## What needs to be done
Copy the entries below word for word, leaving out the pictures.

## Extracted entries
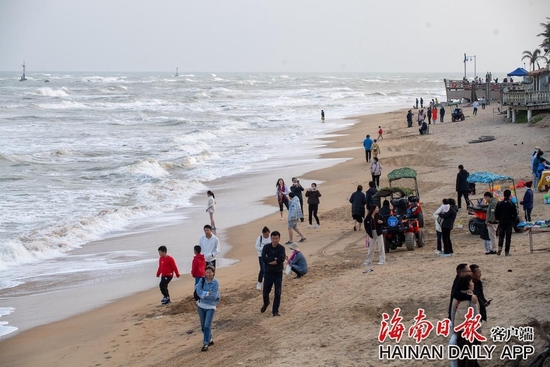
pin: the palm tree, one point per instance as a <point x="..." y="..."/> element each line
<point x="546" y="36"/>
<point x="532" y="57"/>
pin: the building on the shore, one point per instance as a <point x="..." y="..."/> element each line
<point x="533" y="96"/>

## Written reply
pin: the palm tree, one point per instance as a <point x="..." y="..."/> element each line
<point x="546" y="36"/>
<point x="532" y="57"/>
pin: the building on the shore, one point per instance as a <point x="..." y="..."/> element each line
<point x="533" y="96"/>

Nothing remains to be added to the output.